* About this exercise *
The whole listing is to be returned exactly.

* Exercise material *
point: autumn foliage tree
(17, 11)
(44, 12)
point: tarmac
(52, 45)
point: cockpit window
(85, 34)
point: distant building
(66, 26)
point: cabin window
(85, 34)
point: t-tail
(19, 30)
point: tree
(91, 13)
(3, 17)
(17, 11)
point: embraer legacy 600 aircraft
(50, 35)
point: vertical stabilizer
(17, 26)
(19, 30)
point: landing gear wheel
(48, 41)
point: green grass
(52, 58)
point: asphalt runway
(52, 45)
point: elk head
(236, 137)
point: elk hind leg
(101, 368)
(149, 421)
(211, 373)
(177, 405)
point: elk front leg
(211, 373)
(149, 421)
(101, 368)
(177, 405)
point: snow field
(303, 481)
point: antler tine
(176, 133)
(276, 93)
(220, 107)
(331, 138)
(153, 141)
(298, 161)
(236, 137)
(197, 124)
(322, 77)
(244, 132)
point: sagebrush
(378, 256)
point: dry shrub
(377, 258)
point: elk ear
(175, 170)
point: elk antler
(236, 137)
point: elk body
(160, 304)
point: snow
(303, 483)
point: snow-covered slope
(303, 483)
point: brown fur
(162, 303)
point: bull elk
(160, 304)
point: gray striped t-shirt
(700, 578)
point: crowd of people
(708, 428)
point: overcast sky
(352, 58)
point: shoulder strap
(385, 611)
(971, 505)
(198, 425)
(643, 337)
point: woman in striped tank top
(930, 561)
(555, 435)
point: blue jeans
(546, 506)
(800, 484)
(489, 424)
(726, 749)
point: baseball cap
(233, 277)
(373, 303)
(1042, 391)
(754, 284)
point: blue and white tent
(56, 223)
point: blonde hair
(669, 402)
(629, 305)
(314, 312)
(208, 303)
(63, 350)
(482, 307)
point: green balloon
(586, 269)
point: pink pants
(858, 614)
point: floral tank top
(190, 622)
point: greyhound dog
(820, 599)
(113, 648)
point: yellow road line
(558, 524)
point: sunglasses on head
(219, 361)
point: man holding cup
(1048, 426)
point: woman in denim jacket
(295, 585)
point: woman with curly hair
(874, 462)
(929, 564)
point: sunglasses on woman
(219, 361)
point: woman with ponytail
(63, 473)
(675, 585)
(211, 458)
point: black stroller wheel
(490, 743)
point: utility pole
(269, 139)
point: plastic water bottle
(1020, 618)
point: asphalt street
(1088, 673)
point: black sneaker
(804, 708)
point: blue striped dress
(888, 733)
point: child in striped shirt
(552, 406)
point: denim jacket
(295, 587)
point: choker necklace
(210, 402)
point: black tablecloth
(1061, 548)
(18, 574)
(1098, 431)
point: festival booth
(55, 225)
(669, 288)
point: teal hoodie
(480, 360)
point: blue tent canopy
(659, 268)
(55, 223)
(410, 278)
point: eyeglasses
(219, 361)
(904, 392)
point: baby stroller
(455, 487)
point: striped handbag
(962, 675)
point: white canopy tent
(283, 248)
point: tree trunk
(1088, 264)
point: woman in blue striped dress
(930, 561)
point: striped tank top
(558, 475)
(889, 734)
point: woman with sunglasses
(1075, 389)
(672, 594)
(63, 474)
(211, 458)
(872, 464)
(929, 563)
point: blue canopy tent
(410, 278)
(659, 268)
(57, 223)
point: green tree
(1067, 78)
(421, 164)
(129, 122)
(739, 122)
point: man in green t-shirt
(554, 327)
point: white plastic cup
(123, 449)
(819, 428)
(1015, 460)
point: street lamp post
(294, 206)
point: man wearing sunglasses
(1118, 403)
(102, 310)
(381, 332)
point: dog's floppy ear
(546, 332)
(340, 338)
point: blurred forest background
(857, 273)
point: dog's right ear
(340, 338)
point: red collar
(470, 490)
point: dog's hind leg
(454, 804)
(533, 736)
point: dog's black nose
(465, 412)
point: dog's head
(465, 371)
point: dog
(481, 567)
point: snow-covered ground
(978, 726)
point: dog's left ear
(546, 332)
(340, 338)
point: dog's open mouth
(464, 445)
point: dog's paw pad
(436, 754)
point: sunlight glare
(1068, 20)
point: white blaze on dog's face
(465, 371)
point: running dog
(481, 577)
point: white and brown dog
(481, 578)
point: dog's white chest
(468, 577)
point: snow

* Task response *
point: autumn foliage tree
(17, 11)
(44, 12)
point: tarmac
(52, 45)
point: cockpit window
(85, 34)
point: distant building
(66, 26)
point: cabin window
(85, 34)
point: t-tail
(19, 30)
point: tree
(91, 13)
(3, 17)
(17, 11)
point: embraer legacy 600 aircraft
(50, 35)
point: vertical stabilizer
(17, 26)
(19, 30)
point: landing gear wheel
(48, 41)
point: green grass
(52, 58)
point: asphalt runway
(52, 45)
point: elk head
(236, 137)
point: elk hind leg
(101, 368)
(149, 421)
(211, 373)
(177, 405)
point: elk front leg
(211, 373)
(149, 421)
(101, 368)
(177, 405)
point: snow field
(303, 481)
point: antler tine
(176, 133)
(276, 93)
(220, 107)
(331, 138)
(153, 141)
(298, 161)
(236, 137)
(197, 124)
(322, 77)
(244, 132)
point: sagebrush
(378, 256)
point: dry shrub
(377, 258)
point: elk ear
(175, 170)
point: elk antler
(236, 137)
point: elk body
(160, 304)
point: snow
(303, 483)
point: snow-covered slope
(303, 483)
point: brown fur
(162, 303)
point: bull elk
(160, 304)
point: gray striped t-shirt
(700, 578)
point: crowd of people
(708, 428)
point: overcast sky
(352, 58)
point: shoulder strap
(385, 611)
(971, 505)
(198, 425)
(643, 337)
point: woman in striped tank top
(930, 561)
(555, 435)
point: blue jeans
(546, 506)
(800, 484)
(489, 424)
(726, 749)
point: baseball cap
(233, 277)
(373, 303)
(1042, 391)
(754, 284)
point: blue and white tent
(56, 223)
point: blonde hair
(669, 402)
(629, 305)
(314, 312)
(208, 303)
(63, 350)
(482, 307)
point: green balloon
(586, 269)
point: pink pants
(858, 614)
point: floral tank top
(190, 622)
point: greyhound dog
(820, 599)
(113, 648)
point: yellow road line
(558, 524)
point: sunglasses on head
(219, 361)
point: man holding cup
(1048, 426)
point: woman in denim jacket
(295, 585)
point: woman with curly hair
(874, 462)
(929, 564)
point: sunglasses on woman
(219, 361)
point: woman with ponytail
(63, 473)
(675, 585)
(211, 458)
point: black stroller wheel
(490, 743)
point: utility pole
(269, 139)
point: plastic water bottle
(1020, 618)
point: asphalt street
(1088, 673)
point: black sneaker
(804, 708)
point: blue striped dress
(888, 733)
point: child in striped shirt
(552, 406)
point: denim jacket
(295, 587)
point: choker necklace
(210, 402)
point: black tablecloth
(1061, 548)
(18, 574)
(1098, 431)
point: festival booth
(55, 225)
(669, 288)
point: teal hoodie
(480, 360)
point: blue tent canopy
(659, 268)
(55, 223)
(410, 278)
point: eyeglasses
(219, 361)
(904, 392)
point: baby stroller
(455, 487)
point: striped handbag
(962, 675)
point: white canopy tent
(283, 248)
point: tree trunk
(1088, 264)
point: woman in blue striped dress
(930, 561)
point: striped tank top
(558, 475)
(889, 734)
point: woman with sunglasses
(1075, 389)
(672, 594)
(63, 474)
(211, 458)
(872, 464)
(929, 563)
point: blue canopy tent
(410, 278)
(659, 268)
(57, 223)
point: green tree
(1067, 78)
(421, 164)
(129, 122)
(739, 122)
point: man in green t-shirt
(554, 327)
point: white plastic cup
(123, 449)
(819, 428)
(1015, 460)
point: street lamp post
(294, 206)
point: man wearing sunglasses
(1118, 403)
(102, 310)
(381, 332)
point: dog's floppy ear
(546, 332)
(340, 338)
point: blurred forest background
(857, 273)
point: dog's right ear
(340, 338)
point: red collar
(470, 490)
point: dog's hind leg
(454, 804)
(533, 736)
point: dog's black nose
(465, 412)
point: dog's head
(465, 371)
point: dog
(481, 567)
point: snow-covered ground
(978, 726)
point: dog's left ear
(546, 332)
(340, 338)
point: dog's open mouth
(464, 445)
point: dog's paw pad
(436, 754)
point: sunlight glare
(1068, 20)
point: white blaze on dog's face
(465, 371)
point: running dog
(481, 577)
point: white and brown dog
(481, 578)
point: dog's white chest
(468, 577)
point: snow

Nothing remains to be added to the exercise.